TASK DETAILS
Can you write out every line of the rows below, requests included, with each point coordinate in the answers scaled by 1.9 and rounded to a whole number, halves going up? Leave the pictures out.

* Begin ROWS *

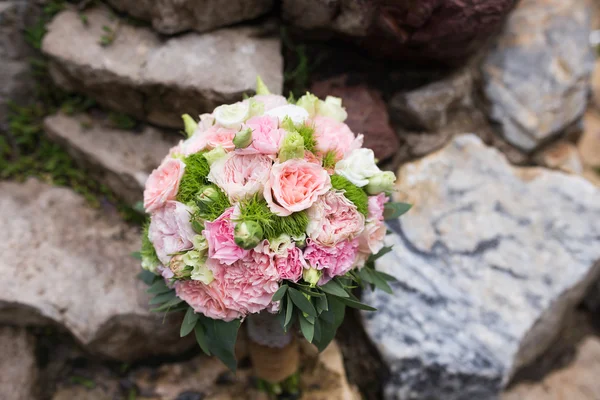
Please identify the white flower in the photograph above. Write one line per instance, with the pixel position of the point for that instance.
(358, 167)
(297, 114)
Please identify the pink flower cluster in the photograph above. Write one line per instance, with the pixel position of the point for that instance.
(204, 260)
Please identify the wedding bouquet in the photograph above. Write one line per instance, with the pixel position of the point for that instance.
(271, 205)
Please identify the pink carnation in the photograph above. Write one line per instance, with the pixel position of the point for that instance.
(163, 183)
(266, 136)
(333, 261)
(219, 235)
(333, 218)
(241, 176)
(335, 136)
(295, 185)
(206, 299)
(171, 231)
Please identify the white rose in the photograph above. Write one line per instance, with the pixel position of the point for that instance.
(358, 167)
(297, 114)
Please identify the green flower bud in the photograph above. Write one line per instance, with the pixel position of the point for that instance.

* End ROWS *

WRITTEN ANSWER
Please identify the white flower in the photograph above. Write one line per instance, with the pixel position of the point for that instance.
(680, 317)
(564, 217)
Please identify the pink flower cluster in the photograph above. Write one line per instance, with the pixel position of the point for that instance.
(388, 494)
Please identify the wedding bouquet in the photograph above. Write one line per instance, with the pixel position of the point for that instance.
(515, 390)
Please identify the pink carnation in the photograph above. Write one line per instance, with the pixel position of the point for that instance.
(310, 348)
(505, 258)
(633, 496)
(416, 447)
(633, 414)
(458, 334)
(637, 258)
(561, 352)
(391, 568)
(325, 439)
Please identify the white rose in the photograph above. Write one line per instance, with the pixel position of the point for that instance.
(680, 317)
(564, 217)
Please identify the green flower bud in the photograph above. Write one line per instance, with the pixel position of the point for that instance.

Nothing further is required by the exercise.